== TASK DETAILS ==
Copy every line of the records below except the pictures, keeping each request unchanged, and multiply each x and y coordinate in the answers by 1.15, rounding to the nearest whole number with halves going up.

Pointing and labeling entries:
□ □ □ □ □ □ □

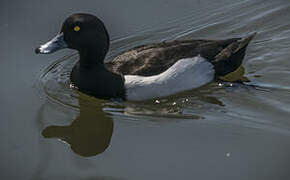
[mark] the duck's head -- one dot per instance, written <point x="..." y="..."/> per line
<point x="83" y="32"/>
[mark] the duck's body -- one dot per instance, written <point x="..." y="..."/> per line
<point x="144" y="72"/>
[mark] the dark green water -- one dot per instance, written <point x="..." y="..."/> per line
<point x="220" y="131"/>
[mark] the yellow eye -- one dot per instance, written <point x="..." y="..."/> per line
<point x="76" y="28"/>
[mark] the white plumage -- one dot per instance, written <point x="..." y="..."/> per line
<point x="185" y="74"/>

□ □ □ □ □ □ □

== WRITTEN RESPONSE ==
[mark] the duck's head -- one dot per instance, written <point x="..." y="..."/> per line
<point x="95" y="37"/>
[mark] the duck's body -- one dot per instance, written <point x="..." y="..."/> per line
<point x="166" y="83"/>
[mark] the dark green water -- one dot per instance, written <point x="..." y="..."/> per line
<point x="253" y="151"/>
[mark] the yellow eye -- one dot per instance, written <point x="..." y="..."/> per line
<point x="87" y="32"/>
[mark] the white plumage -- one dot per instance, written <point x="..." y="..."/> per line
<point x="213" y="85"/>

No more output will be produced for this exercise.